**STUDY TEXT**
━━━━━━

Li et al. (2010) synthesized chiral long-chain ionic liquid S-3-hexadecyl-1-(1-hydroxy-propan-2-yl)-imidazolium bromide ([C16hpim]Br), which is found to have more tendency of micelle formation as compared to conventional surfactants. Singh et al. (2016) synthesized ILs [C16mim][HBS], [C16mim][BS] and [C16mim][PTS], where [HBS] corresponds to 4-hydroxybenzenesulfonate, [BS] denotes benzenesulfonate and [PTS] signifies p-toluenesulfonate. Their aggregation and surface-active nature were investigated by using surface tension, conductivity, and fluorescence measurements. Their CMC is found to be less than that of corresponding ILs as well as surfactants with non-aromatic counterions.

━━━━━━

**DATA EXCERPTS**

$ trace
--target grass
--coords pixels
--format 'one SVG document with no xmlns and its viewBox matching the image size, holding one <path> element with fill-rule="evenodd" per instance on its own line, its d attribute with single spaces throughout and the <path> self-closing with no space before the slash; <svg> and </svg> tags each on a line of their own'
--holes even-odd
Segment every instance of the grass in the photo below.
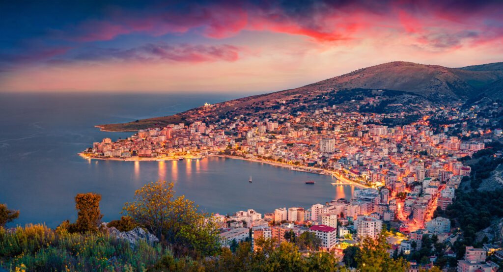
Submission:
<svg viewBox="0 0 503 272">
<path fill-rule="evenodd" d="M 101 233 L 69 233 L 44 225 L 0 227 L 0 266 L 12 271 L 142 271 L 165 250 Z"/>
</svg>

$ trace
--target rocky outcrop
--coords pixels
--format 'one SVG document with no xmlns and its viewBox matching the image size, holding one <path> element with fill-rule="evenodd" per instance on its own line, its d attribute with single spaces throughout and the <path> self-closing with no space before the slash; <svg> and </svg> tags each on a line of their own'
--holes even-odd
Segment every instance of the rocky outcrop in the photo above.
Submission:
<svg viewBox="0 0 503 272">
<path fill-rule="evenodd" d="M 129 243 L 131 248 L 133 248 L 136 247 L 140 241 L 144 241 L 151 246 L 159 242 L 159 239 L 155 235 L 139 227 L 137 227 L 129 231 L 121 232 L 113 227 L 108 227 L 107 223 L 103 223 L 100 226 L 100 229 L 119 240 L 127 241 Z"/>
</svg>

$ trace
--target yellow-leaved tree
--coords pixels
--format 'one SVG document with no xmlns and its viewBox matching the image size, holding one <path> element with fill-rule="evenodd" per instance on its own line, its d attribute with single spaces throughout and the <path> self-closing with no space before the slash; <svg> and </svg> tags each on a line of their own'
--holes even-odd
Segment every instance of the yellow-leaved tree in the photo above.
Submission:
<svg viewBox="0 0 503 272">
<path fill-rule="evenodd" d="M 144 185 L 134 194 L 134 201 L 124 205 L 123 213 L 171 245 L 177 255 L 213 255 L 220 248 L 215 219 L 198 210 L 198 206 L 175 197 L 173 183 L 159 180 Z"/>
</svg>

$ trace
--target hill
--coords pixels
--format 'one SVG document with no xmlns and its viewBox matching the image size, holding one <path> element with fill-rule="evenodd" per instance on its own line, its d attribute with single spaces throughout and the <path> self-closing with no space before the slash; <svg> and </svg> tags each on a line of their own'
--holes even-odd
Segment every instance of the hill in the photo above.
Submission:
<svg viewBox="0 0 503 272">
<path fill-rule="evenodd" d="M 245 114 L 265 110 L 271 106 L 271 102 L 278 100 L 311 106 L 326 104 L 325 100 L 334 92 L 355 89 L 400 91 L 403 92 L 400 96 L 403 97 L 401 100 L 404 101 L 410 100 L 410 96 L 416 96 L 422 98 L 413 99 L 415 102 L 423 99 L 441 104 L 465 100 L 481 94 L 493 99 L 502 98 L 503 62 L 448 68 L 395 61 L 360 69 L 295 89 L 243 98 L 209 107 L 201 107 L 172 116 L 97 126 L 106 131 L 134 131 L 201 118 L 229 117 L 229 113 Z M 395 98 L 401 99 L 399 99 Z"/>
</svg>

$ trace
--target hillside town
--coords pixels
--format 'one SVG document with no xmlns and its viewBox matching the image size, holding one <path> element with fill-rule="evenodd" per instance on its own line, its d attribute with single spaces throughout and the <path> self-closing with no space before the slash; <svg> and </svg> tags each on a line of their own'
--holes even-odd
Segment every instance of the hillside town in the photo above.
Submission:
<svg viewBox="0 0 503 272">
<path fill-rule="evenodd" d="M 251 209 L 216 215 L 224 246 L 249 240 L 256 250 L 259 237 L 274 238 L 279 245 L 307 232 L 320 239 L 323 250 L 342 258 L 345 249 L 365 237 L 376 238 L 384 229 L 391 234 L 391 255 L 418 251 L 424 237 L 434 236 L 449 256 L 459 230 L 451 228 L 449 219 L 435 217 L 435 212 L 453 203 L 462 180 L 470 176 L 471 168 L 461 159 L 503 136 L 501 128 L 487 128 L 490 119 L 479 117 L 500 112 L 501 106 L 418 104 L 410 113 L 400 104 L 388 103 L 382 113 L 364 110 L 386 101 L 380 96 L 382 92 L 331 106 L 315 102 L 312 107 L 293 96 L 215 120 L 208 117 L 214 106 L 207 104 L 190 123 L 141 130 L 115 142 L 105 138 L 80 155 L 124 160 L 225 156 L 331 175 L 341 184 L 363 188 L 349 199 L 328 199 L 311 207 L 278 207 L 263 215 Z M 405 123 L 397 124 L 400 123 Z M 467 247 L 457 270 L 497 271 L 498 265 L 486 262 L 486 256 L 503 251 L 488 246 L 491 250 Z M 409 271 L 428 268 L 436 257 L 430 256 L 426 264 L 422 260 L 421 265 L 411 260 Z"/>
</svg>

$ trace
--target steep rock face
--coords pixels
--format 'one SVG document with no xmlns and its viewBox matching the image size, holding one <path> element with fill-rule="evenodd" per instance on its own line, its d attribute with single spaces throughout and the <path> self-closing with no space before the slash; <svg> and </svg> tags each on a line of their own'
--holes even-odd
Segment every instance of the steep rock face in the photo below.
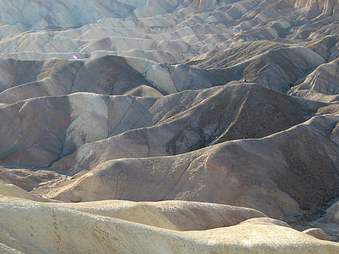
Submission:
<svg viewBox="0 0 339 254">
<path fill-rule="evenodd" d="M 110 161 L 103 154 L 101 164 L 50 197 L 212 200 L 274 218 L 300 216 L 338 195 L 338 116 L 315 117 L 264 138 L 225 142 L 176 157 Z"/>
<path fill-rule="evenodd" d="M 301 84 L 294 87 L 289 93 L 298 94 L 303 90 L 308 90 L 326 95 L 337 95 L 339 93 L 339 60 L 319 65 L 307 77 Z"/>
<path fill-rule="evenodd" d="M 294 6 L 298 8 L 314 8 L 330 16 L 339 12 L 339 2 L 337 0 L 296 0 Z"/>
<path fill-rule="evenodd" d="M 337 253 L 338 10 L 0 0 L 0 252 Z"/>
</svg>

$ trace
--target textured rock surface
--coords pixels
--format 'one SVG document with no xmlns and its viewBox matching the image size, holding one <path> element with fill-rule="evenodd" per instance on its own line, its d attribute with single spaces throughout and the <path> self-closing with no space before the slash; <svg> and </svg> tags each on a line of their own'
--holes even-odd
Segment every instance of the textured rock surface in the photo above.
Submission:
<svg viewBox="0 0 339 254">
<path fill-rule="evenodd" d="M 1 196 L 0 206 L 0 240 L 31 253 L 250 253 L 255 248 L 266 253 L 335 253 L 339 250 L 337 244 L 318 240 L 268 218 L 228 228 L 179 232 Z M 157 244 L 144 244 L 150 241 Z"/>
<path fill-rule="evenodd" d="M 339 253 L 338 3 L 0 0 L 0 253 Z"/>
</svg>

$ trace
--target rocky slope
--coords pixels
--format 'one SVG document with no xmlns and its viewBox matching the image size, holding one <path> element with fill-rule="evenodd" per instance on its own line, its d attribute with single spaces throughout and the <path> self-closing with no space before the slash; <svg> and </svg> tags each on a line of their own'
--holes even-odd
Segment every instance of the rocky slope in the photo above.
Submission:
<svg viewBox="0 0 339 254">
<path fill-rule="evenodd" d="M 338 17 L 0 0 L 0 252 L 338 253 Z"/>
</svg>

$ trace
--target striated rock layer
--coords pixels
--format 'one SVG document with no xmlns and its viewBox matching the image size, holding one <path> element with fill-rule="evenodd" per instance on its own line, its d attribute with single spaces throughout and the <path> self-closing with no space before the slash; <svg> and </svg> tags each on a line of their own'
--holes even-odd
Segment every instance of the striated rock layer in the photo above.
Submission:
<svg viewBox="0 0 339 254">
<path fill-rule="evenodd" d="M 0 0 L 0 253 L 339 253 L 338 3 Z"/>
</svg>

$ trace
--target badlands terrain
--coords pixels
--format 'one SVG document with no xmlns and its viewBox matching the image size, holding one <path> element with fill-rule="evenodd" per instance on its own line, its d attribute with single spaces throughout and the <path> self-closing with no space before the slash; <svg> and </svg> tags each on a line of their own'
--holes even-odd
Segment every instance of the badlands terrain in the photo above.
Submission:
<svg viewBox="0 0 339 254">
<path fill-rule="evenodd" d="M 338 1 L 0 0 L 1 253 L 338 242 Z"/>
</svg>

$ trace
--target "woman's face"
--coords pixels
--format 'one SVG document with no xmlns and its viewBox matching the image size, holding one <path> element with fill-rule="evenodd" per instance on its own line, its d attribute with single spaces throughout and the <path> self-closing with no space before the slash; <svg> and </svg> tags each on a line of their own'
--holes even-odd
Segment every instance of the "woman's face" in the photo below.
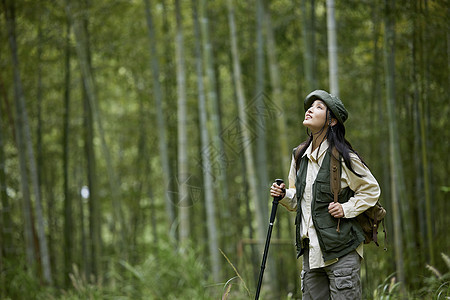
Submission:
<svg viewBox="0 0 450 300">
<path fill-rule="evenodd" d="M 317 132 L 328 127 L 327 119 L 327 106 L 322 100 L 315 100 L 311 107 L 305 113 L 305 120 L 303 125 L 308 127 L 312 132 Z"/>
</svg>

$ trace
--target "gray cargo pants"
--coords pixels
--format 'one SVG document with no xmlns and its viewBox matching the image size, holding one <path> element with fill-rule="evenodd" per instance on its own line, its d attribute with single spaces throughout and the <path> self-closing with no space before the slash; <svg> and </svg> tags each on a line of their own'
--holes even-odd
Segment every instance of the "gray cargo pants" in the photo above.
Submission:
<svg viewBox="0 0 450 300">
<path fill-rule="evenodd" d="M 309 250 L 303 254 L 303 300 L 361 299 L 361 257 L 352 251 L 329 266 L 309 268 Z"/>
</svg>

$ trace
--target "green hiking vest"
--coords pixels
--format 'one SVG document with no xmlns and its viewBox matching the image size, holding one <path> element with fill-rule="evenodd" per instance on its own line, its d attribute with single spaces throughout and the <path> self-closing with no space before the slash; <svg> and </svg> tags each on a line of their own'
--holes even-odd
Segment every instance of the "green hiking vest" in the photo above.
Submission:
<svg viewBox="0 0 450 300">
<path fill-rule="evenodd" d="M 304 252 L 300 229 L 302 221 L 300 201 L 305 191 L 308 157 L 305 155 L 299 159 L 300 166 L 295 182 L 297 194 L 297 215 L 295 218 L 297 258 Z M 328 212 L 328 205 L 334 200 L 330 186 L 330 149 L 325 154 L 312 189 L 311 216 L 319 238 L 319 245 L 324 261 L 342 257 L 355 250 L 364 241 L 364 232 L 361 226 L 354 218 L 341 218 L 340 230 L 337 232 L 338 219 L 334 218 Z M 349 187 L 342 189 L 339 193 L 339 203 L 347 202 L 353 194 L 354 192 Z"/>
</svg>

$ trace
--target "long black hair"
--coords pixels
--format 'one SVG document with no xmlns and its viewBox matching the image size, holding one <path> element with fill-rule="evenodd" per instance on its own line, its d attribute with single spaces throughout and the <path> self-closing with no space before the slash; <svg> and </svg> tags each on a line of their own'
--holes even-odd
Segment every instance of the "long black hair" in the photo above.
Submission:
<svg viewBox="0 0 450 300">
<path fill-rule="evenodd" d="M 340 122 L 337 122 L 335 125 L 333 125 L 333 126 L 331 125 L 331 121 L 332 121 L 333 118 L 337 120 L 337 118 L 333 114 L 333 112 L 327 107 L 327 118 L 325 120 L 325 123 L 323 124 L 322 129 L 316 134 L 320 134 L 321 132 L 323 132 L 323 130 L 325 130 L 325 127 L 326 127 L 327 122 L 328 122 L 327 132 L 326 132 L 325 137 L 324 137 L 324 139 L 326 138 L 328 140 L 328 143 L 329 143 L 329 148 L 328 149 L 333 149 L 333 147 L 336 147 L 336 150 L 339 152 L 339 154 L 344 159 L 344 163 L 347 166 L 347 168 L 350 171 L 352 171 L 356 176 L 363 177 L 364 175 L 356 173 L 356 171 L 353 169 L 352 163 L 351 163 L 351 159 L 350 159 L 350 153 L 354 153 L 361 160 L 363 165 L 365 165 L 366 167 L 367 167 L 367 164 L 364 162 L 362 157 L 353 149 L 353 147 L 350 144 L 350 142 L 347 141 L 347 139 L 345 138 L 345 126 L 344 126 L 344 124 L 342 124 Z M 306 129 L 306 133 L 308 134 L 309 138 L 308 138 L 308 140 L 306 142 L 304 142 L 301 145 L 299 145 L 299 147 L 301 147 L 300 148 L 301 150 L 298 153 L 298 155 L 296 155 L 296 157 L 295 157 L 296 160 L 298 160 L 299 158 L 301 158 L 303 156 L 303 154 L 305 154 L 306 149 L 308 148 L 308 146 L 313 141 L 313 133 L 309 132 L 308 128 Z M 320 145 L 322 144 L 324 139 L 322 141 L 320 141 L 319 149 L 320 149 Z M 338 157 L 336 157 L 336 159 L 339 160 Z"/>
</svg>

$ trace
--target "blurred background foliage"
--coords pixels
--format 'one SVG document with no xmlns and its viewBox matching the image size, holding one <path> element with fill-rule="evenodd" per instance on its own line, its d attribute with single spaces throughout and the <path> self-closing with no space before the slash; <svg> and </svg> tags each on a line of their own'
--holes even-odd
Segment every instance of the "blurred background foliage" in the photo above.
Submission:
<svg viewBox="0 0 450 300">
<path fill-rule="evenodd" d="M 332 2 L 2 0 L 0 298 L 252 298 Z M 450 296 L 449 9 L 334 3 L 333 92 L 388 210 L 365 299 Z M 264 299 L 301 298 L 292 215 Z"/>
</svg>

━━━━━━

**TASK LIST**
[1] Using the passage on surface-active ionic liquids, decide whether each statement agrees with it: (a) Li et al. found that [C16hpim]Br has less tendency toward micelle formation than conventional surfactants; (b) Singh et al. examined their ionic liquids with surface tension, conductivity, and fluorescence measurements; (c) in Singh et al.'s ionic liquids, [BS] stands for p-toluenesulfonate. Answer yes or no for each, quoting the deciding words.
[2] Carry on the passage about surface-active ionic liquids from where it stops.

**OUTPUTS FOR THE TASKS**
[1]
(a) No: "found to have more tendency of micelle formation as compared to conventional surfactants"
(b) Yes: "by using surface tension, conductivity, and fluorescence measurements"
(c) No: "[BS] denotes benzenesulfonate"

[2]
Bhadani and Singh (2011) synthesized twelve Gemini surfactants having C12, C14, C16, and C18 chain lengths having different spacers and determine their aggregation behavior and DNA binding affinity using conductivity, surface tension measurements, agarose gel electrophoresis, and ethidium bromide exclusion experiments. Ao et al. (2008, 2009) synthesized ionic liquid-type Gemini imidazolium surfactants i.e., ([C12− s–C12im]Br2, s = 2,4,6) and ([Cn−4−Cnim]Br2, n = 10, 12, 14) and their aggregation in an aqueous medium was investigated by using electrical conductivity and surface tension measurements leading to the determination of various surface-active and thermodynamic parameters of micellization. Also, the effect of the addition of halide salts on the aggregation behavior of these Gemini ILs was evaluated. Shaheen et al. (2020) synthesized three Gemini surfactants, 1, 1′- (propane-1,3-diyl-2-ol) bis(3-alkyl-1H- imidazol-3-ium)bromide, [CnIm-3OH-ImCn]Br2, where n = 12,14,16 and studied their micellization using various techniques. Then their cytotoxic properties were analyzed highlighting their use in industrial and biomedical fields.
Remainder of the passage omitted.